Directions for this task → Format the listing below as a Markdown table with the columns Number and Listing line, giving each line its own row and leaving out blank lines.

[Object pointing dataset rows]
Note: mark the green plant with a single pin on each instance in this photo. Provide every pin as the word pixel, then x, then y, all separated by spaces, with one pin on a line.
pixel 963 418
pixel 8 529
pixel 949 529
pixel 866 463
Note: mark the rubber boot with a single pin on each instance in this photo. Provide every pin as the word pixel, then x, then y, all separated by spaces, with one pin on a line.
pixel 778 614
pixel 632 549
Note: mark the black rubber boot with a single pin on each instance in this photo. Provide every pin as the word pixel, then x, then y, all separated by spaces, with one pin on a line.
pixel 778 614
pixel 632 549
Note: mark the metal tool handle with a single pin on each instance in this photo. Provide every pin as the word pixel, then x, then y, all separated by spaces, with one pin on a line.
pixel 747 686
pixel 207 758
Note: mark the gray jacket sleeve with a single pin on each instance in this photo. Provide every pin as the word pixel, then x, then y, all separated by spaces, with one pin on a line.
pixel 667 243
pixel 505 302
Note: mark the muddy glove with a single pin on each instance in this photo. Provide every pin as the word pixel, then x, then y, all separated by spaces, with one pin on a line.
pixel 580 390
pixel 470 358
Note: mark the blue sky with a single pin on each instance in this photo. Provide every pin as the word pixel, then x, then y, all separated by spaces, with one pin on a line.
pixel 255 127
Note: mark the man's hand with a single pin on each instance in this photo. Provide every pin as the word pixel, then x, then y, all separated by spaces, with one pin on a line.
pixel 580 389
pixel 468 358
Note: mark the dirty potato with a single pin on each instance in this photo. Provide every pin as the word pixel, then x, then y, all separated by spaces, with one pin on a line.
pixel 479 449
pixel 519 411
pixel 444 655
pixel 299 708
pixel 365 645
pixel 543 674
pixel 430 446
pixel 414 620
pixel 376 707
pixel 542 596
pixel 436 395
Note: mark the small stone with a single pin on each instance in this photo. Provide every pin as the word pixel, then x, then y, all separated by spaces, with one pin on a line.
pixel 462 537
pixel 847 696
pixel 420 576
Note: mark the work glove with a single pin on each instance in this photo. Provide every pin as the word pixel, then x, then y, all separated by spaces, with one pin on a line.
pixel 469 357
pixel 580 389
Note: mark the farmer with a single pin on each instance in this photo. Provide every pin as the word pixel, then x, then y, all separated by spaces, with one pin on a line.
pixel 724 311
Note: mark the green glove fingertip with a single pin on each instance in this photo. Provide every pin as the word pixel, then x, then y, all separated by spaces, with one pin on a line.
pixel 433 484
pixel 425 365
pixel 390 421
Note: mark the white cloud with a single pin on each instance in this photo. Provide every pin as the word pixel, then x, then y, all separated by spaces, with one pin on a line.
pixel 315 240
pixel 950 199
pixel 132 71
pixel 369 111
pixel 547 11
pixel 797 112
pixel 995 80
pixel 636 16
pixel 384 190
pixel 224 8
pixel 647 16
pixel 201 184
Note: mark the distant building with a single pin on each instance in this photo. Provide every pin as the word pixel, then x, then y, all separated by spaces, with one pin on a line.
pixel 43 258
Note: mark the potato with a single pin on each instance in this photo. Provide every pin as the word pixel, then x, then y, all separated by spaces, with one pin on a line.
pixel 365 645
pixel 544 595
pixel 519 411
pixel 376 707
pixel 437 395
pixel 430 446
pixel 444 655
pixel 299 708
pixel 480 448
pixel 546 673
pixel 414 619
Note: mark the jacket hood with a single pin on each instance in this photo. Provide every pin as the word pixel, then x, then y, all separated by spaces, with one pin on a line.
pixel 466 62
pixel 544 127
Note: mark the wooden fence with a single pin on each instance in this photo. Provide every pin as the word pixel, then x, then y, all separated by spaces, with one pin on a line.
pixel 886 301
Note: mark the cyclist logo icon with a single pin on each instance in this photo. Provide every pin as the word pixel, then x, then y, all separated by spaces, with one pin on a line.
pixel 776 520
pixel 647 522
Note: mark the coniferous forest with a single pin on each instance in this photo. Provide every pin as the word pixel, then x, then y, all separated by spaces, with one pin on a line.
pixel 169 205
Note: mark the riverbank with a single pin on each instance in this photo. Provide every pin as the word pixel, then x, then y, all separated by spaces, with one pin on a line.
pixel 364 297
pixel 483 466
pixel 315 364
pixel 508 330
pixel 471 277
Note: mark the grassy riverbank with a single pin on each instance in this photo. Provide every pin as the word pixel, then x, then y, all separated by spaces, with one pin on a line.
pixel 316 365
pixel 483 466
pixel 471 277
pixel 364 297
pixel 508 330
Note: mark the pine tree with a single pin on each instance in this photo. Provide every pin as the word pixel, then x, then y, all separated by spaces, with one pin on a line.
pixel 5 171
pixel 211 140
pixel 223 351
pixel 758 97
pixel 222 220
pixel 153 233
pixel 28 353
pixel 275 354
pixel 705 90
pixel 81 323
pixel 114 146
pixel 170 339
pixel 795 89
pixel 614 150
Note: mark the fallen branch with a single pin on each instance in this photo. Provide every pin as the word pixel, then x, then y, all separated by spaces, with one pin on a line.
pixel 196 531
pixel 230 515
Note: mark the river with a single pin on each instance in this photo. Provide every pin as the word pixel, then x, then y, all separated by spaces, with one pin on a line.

Exercise output →
| Number | Listing line |
|---|---|
| 1 | Note: mark the green plant with a single pin on each instance in this photo. Provide every pin as the word pixel, then x, then y, all separated by spaces, with one pin on a line. |
| 2 | pixel 963 418 |
| 3 | pixel 8 529 |
| 4 | pixel 949 529 |
| 5 | pixel 866 463 |
| 6 | Note: mark the rubber boot with a single pin on each instance in this photo. Provide every pin as the word pixel, then x, then y, all separated by spaces, with one pin on a line. |
| 7 | pixel 778 614 |
| 8 | pixel 632 549 |
| 9 | Note: mark the black rubber boot with a single pin on each instance in this photo. Provide every pin as the word pixel, then x, then y, all separated by spaces, with one pin on a line. |
| 10 | pixel 778 614 |
| 11 | pixel 632 549 |
| 12 | Note: mark the metal tool handle with a single pin on each instance in this photo. Provide every pin as the word pixel, then x, then y, all separated by spaces, with one pin on a line. |
| 13 | pixel 747 686 |
| 14 | pixel 207 758 |
| 15 | Note: mark the gray jacket sleeve with a single pin on each instance in this photo. Provide every pin as the word pixel, then x, then y, all separated by spaces, with one pin on a line. |
| 16 | pixel 667 243 |
| 17 | pixel 505 302 |
| 18 | Note: mark the muddy glove with a single pin on each instance in this photo. Provide every pin as the word pixel, then x, then y, all separated by spaces, with one pin on a line. |
| 19 | pixel 580 390 |
| 20 | pixel 470 358 |
| 21 | Note: mark the blue sky with a single pin on each instance in this photo. Provide every pin as the word pixel, then x, then y, all separated by spaces, with one pin on a line. |
| 22 | pixel 255 127 |
| 23 | Note: mark the man's hand with a single pin on each instance in this photo. Provide every pin as the word pixel, then x, then y, all separated by spaces, with one pin on a line. |
| 24 | pixel 580 389 |
| 25 | pixel 468 358 |
| 26 | Note: mark the dirty potato with a single pin on each instance in this photo. Provide every pin as the word pixel, then x, then y, all separated by spaces, with one pin on a line. |
| 27 | pixel 479 449 |
| 28 | pixel 519 411 |
| 29 | pixel 444 655 |
| 30 | pixel 299 708 |
| 31 | pixel 365 645 |
| 32 | pixel 543 674 |
| 33 | pixel 430 446 |
| 34 | pixel 414 620 |
| 35 | pixel 376 707 |
| 36 | pixel 542 596 |
| 37 | pixel 436 395 |
| 38 | Note: mark the small stone with a single pin on each instance in this photo. Provide every pin as the word pixel, then x, then y, all separated by spaces, with one pin on a line. |
| 39 | pixel 462 537 |
| 40 | pixel 847 696 |
| 41 | pixel 420 576 |
| 42 | Note: mark the work glove with a single pin on each instance in this photo. Provide every pin as the word pixel, then x, then y, all separated by spaces, with one pin on a line. |
| 43 | pixel 469 357 |
| 44 | pixel 580 389 |
| 45 | Note: mark the farmer with a single pin on each instance in this photo. Provide every pin as the word pixel, then x, then y, all separated by spaces, with one pin on a line. |
| 46 | pixel 724 311 |
| 47 | Note: mark the green glove fingertip with a single pin on each instance in this photo. Provide every pin as the word pixel, then x, then y, all separated by spaces, with one pin on a line. |
| 48 | pixel 433 484 |
| 49 | pixel 425 365 |
| 50 | pixel 390 421 |
| 51 | Note: mark the white cloud with a single pin on each instance in this photo. Provide every pin as the word pixel, then x, then y, all separated by spaces, with one pin on a line. |
| 52 | pixel 315 240 |
| 53 | pixel 950 199 |
| 54 | pixel 132 71 |
| 55 | pixel 369 111 |
| 56 | pixel 547 11 |
| 57 | pixel 797 112 |
| 58 | pixel 995 80 |
| 59 | pixel 636 16 |
| 60 | pixel 384 190 |
| 61 | pixel 224 8 |
| 62 | pixel 647 16 |
| 63 | pixel 201 184 |
| 64 | Note: mark the distant building with a single pin on each instance in this photo. Provide every pin as the word pixel, then x, then y, all separated by spaces, with one pin on a line. |
| 65 | pixel 43 258 |
| 66 | Note: mark the potato with a single pin on each instance in this photo. Provide every pin as the word pixel, then x, then y, all separated by spaces, with one pin on a line. |
| 67 | pixel 365 645 |
| 68 | pixel 544 595 |
| 69 | pixel 519 411 |
| 70 | pixel 376 707 |
| 71 | pixel 437 395 |
| 72 | pixel 430 446 |
| 73 | pixel 444 655 |
| 74 | pixel 299 708 |
| 75 | pixel 480 448 |
| 76 | pixel 546 673 |
| 77 | pixel 414 619 |
| 78 | Note: mark the jacket hood with a single pin on each instance in this photo. Provide every pin as the word pixel, then x, then y, all separated by spaces, with one pin on a line. |
| 79 | pixel 466 62 |
| 80 | pixel 544 127 |
| 81 | Note: mark the wooden fence with a single pin on each instance in this photo. Provide every pin as the word pixel, then x, then y, all separated by spaces, with one pin on a line. |
| 82 | pixel 886 301 |
| 83 | Note: mark the cyclist logo icon with a single pin on each instance in this photo. Provide every pin as the word pixel, then x, then y, all separated by spaces, with one pin on a line. |
| 84 | pixel 776 520 |
| 85 | pixel 647 522 |
| 86 | Note: mark the coniferous forest with a single pin on each instance in this photo. Provide every pin as the word pixel, then x, then y, all separated by spaces, with one pin on a line. |
| 87 | pixel 169 205 |
| 88 | Note: mark the riverbank with a single pin on each instance in this photo. Provide every pin as the word pixel, then x, then y, all separated by spaces, with one pin on a line. |
| 89 | pixel 364 297 |
| 90 | pixel 483 466 |
| 91 | pixel 315 364 |
| 92 | pixel 508 330 |
| 93 | pixel 471 277 |
| 94 | Note: mark the grassy riverbank with a single pin on each instance in this photo. Provide every pin as the word pixel, then x, then y, all separated by spaces, with one pin on a line. |
| 95 | pixel 316 365 |
| 96 | pixel 483 466 |
| 97 | pixel 471 277 |
| 98 | pixel 364 297 |
| 99 | pixel 508 330 |
| 100 | Note: mark the pine tree with a single pin on each instance in this photo. Provide every pin as the word pixel, then x, then y, all separated by spaces, with one pin on a line. |
| 101 | pixel 5 171 |
| 102 | pixel 211 140 |
| 103 | pixel 223 351 |
| 104 | pixel 758 97 |
| 105 | pixel 222 220 |
| 106 | pixel 153 233 |
| 107 | pixel 28 353 |
| 108 | pixel 275 354 |
| 109 | pixel 705 90 |
| 110 | pixel 81 323 |
| 111 | pixel 114 146 |
| 112 | pixel 170 339 |
| 113 | pixel 795 89 |
| 114 | pixel 614 150 |
| 115 | Note: mark the fallen branch with a single pin on each instance in this photo. Provide every pin as the word pixel, then x, then y, all separated by spaces, with one pin on a line. |
| 116 | pixel 196 531 |
| 117 | pixel 230 515 |
| 118 | Note: mark the river with a single pin on each instance in this photo. Provide every pin as the word pixel, then x, then y, all separated by spaces, with one pin on a line. |